■ Items from a dataset ■
+---+

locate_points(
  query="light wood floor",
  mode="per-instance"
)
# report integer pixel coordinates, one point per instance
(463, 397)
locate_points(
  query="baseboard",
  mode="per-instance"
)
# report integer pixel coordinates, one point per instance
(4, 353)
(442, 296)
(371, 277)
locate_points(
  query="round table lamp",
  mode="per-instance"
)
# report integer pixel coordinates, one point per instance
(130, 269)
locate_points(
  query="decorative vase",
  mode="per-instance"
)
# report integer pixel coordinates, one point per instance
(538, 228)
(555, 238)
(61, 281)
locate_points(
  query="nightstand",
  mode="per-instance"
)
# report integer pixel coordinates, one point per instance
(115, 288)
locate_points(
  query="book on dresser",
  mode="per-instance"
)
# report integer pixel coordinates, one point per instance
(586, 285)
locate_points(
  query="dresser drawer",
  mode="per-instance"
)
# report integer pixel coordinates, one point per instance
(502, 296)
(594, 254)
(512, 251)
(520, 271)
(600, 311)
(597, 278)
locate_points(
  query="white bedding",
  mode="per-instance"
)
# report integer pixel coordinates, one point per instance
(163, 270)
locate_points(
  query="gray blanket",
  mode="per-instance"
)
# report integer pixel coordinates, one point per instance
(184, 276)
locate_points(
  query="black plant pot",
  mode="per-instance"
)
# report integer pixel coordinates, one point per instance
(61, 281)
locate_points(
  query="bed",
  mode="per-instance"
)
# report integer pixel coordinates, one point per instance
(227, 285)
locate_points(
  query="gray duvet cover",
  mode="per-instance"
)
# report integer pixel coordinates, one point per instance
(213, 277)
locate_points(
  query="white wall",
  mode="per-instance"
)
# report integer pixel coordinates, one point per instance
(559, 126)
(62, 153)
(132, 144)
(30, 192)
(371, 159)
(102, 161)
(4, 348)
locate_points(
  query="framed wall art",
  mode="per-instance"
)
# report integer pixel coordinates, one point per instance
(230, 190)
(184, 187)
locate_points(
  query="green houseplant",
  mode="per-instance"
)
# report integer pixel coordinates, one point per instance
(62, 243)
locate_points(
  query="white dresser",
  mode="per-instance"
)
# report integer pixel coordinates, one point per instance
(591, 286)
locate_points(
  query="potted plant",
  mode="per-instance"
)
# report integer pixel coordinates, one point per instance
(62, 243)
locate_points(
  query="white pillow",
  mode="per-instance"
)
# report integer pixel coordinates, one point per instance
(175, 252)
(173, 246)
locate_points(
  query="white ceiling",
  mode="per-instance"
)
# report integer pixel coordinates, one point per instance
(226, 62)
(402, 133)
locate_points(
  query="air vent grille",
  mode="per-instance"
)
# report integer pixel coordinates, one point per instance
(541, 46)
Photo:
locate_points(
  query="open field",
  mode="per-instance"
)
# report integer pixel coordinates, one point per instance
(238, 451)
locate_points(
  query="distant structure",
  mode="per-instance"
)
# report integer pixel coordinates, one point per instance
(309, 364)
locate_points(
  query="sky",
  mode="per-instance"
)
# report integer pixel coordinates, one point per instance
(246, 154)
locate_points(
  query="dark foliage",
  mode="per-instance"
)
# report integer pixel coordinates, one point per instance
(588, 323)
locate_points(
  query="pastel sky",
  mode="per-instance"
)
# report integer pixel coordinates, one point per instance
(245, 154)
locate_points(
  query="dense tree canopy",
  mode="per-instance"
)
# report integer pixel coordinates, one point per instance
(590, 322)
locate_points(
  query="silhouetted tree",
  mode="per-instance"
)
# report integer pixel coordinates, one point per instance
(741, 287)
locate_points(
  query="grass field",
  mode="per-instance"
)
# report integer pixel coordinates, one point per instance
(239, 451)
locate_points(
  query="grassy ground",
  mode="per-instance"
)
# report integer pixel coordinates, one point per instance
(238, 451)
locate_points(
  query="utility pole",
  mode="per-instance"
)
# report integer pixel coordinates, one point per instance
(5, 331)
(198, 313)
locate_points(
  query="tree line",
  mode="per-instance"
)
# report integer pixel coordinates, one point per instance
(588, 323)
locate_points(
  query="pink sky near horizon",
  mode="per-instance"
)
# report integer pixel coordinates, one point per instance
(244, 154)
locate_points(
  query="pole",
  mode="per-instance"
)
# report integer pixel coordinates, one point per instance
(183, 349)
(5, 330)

+---+

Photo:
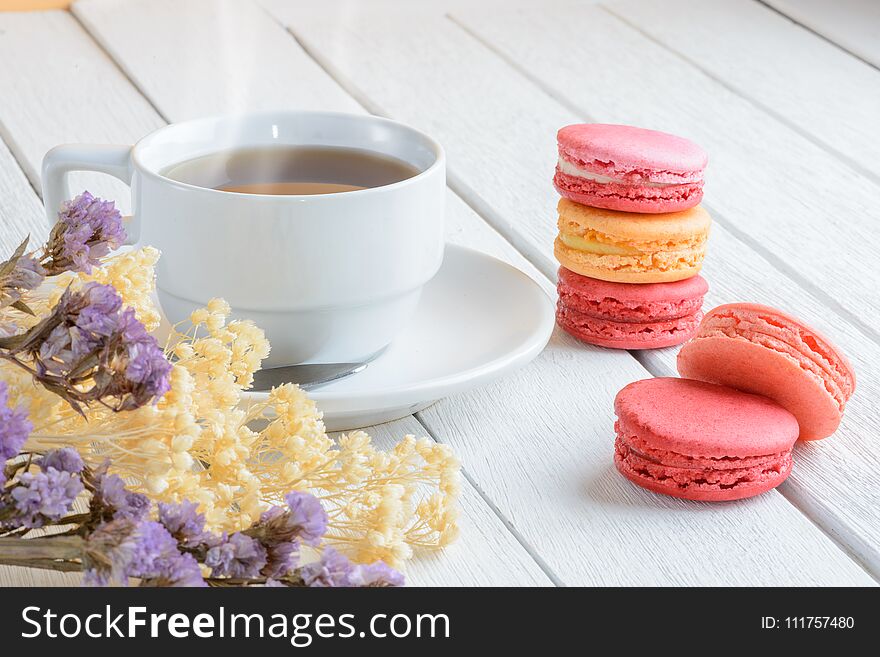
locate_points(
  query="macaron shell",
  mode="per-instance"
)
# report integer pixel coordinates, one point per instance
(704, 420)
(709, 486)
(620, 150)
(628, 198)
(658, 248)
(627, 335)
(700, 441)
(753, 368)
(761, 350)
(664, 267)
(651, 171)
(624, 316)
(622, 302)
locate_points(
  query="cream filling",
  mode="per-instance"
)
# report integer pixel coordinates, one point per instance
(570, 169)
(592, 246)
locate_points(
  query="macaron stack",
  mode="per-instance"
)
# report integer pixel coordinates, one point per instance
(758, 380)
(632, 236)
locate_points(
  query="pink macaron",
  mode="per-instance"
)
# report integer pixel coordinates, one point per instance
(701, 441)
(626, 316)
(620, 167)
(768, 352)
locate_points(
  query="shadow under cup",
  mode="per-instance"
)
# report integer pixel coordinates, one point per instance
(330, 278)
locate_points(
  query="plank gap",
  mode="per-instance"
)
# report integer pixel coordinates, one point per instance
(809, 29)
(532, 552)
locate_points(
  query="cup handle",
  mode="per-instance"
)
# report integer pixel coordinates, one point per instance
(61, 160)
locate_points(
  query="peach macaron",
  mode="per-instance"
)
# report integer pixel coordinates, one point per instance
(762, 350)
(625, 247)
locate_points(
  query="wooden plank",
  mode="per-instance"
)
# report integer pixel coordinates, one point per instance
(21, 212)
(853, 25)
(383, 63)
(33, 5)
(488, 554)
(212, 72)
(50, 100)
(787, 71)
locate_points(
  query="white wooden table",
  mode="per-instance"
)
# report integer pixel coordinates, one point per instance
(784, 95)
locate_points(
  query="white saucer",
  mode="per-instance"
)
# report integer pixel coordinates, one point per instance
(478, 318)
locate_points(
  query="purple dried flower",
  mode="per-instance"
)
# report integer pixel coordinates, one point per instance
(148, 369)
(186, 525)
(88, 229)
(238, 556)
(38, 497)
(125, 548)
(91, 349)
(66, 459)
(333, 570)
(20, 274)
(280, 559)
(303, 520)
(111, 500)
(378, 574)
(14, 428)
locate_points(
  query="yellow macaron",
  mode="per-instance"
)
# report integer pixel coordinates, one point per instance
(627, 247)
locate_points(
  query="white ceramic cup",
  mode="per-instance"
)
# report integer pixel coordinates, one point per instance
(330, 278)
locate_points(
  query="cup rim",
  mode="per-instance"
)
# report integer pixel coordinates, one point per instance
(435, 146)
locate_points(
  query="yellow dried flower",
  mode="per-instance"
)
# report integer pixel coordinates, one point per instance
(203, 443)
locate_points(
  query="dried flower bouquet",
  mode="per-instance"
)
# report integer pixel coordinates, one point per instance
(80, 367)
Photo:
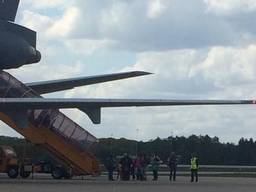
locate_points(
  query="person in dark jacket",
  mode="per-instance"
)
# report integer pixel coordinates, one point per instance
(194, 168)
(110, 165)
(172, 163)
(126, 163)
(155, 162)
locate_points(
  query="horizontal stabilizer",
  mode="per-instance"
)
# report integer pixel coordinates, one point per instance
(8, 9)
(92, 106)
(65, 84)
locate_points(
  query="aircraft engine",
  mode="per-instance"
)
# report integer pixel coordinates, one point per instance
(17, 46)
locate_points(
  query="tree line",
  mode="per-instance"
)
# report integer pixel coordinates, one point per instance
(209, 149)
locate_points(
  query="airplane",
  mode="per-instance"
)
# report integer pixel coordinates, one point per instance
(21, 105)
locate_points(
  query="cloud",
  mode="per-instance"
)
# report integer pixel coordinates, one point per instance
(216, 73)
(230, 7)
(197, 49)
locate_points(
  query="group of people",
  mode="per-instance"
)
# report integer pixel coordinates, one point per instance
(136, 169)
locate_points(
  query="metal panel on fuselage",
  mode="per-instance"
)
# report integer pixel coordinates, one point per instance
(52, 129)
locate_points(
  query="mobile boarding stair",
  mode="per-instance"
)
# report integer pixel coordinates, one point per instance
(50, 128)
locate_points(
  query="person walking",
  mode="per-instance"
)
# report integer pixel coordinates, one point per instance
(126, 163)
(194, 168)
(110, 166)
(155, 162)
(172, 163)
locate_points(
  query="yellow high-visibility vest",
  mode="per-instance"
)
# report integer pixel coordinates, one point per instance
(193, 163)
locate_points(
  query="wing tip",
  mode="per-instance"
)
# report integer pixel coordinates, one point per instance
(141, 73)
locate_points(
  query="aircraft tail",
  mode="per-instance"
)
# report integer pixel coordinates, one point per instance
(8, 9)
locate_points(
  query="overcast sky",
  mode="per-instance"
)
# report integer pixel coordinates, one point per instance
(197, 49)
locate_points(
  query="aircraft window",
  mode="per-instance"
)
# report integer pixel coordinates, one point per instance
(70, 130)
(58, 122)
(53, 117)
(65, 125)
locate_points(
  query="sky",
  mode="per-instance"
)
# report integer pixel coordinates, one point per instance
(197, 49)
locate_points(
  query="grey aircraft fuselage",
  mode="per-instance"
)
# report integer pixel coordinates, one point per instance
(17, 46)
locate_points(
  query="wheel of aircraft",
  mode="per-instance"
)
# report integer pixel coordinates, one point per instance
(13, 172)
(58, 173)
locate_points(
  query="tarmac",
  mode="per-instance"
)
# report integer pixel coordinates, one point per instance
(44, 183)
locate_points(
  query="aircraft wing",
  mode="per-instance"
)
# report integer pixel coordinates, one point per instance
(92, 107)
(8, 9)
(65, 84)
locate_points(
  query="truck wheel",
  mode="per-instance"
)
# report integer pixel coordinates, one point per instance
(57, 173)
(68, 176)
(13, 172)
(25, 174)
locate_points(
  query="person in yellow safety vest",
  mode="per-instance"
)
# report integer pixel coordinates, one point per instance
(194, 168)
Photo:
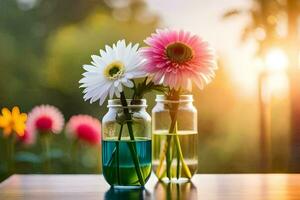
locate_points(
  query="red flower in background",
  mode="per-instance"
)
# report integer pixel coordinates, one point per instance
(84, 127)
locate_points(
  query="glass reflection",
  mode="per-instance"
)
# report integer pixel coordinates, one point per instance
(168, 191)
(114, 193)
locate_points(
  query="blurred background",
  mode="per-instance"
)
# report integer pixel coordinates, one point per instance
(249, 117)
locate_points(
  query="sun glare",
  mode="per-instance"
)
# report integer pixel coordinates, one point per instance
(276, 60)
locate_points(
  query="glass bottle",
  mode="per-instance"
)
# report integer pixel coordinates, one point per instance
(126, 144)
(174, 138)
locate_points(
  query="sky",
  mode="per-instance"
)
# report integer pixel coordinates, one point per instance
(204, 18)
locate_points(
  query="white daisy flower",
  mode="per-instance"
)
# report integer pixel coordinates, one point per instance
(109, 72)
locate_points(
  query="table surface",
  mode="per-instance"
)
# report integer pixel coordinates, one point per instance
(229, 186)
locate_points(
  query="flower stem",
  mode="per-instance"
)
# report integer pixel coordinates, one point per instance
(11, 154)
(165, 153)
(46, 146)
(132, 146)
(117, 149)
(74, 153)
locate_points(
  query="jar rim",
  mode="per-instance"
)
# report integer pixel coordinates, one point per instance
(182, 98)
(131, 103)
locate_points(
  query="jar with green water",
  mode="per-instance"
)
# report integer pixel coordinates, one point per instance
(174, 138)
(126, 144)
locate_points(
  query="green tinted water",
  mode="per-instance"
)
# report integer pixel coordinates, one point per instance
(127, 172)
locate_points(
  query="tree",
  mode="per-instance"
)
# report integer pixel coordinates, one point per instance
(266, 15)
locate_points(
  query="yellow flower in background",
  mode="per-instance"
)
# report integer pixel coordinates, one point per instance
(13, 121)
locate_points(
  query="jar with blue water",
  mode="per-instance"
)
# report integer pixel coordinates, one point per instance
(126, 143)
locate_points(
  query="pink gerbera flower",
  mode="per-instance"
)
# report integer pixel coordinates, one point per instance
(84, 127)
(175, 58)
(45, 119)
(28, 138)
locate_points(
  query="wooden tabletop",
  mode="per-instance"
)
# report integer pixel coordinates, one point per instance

+---+

■ Objective ■
How many lines in the material above contain the word "aircraft"? Give only the number.

■ Answer to the task ■
6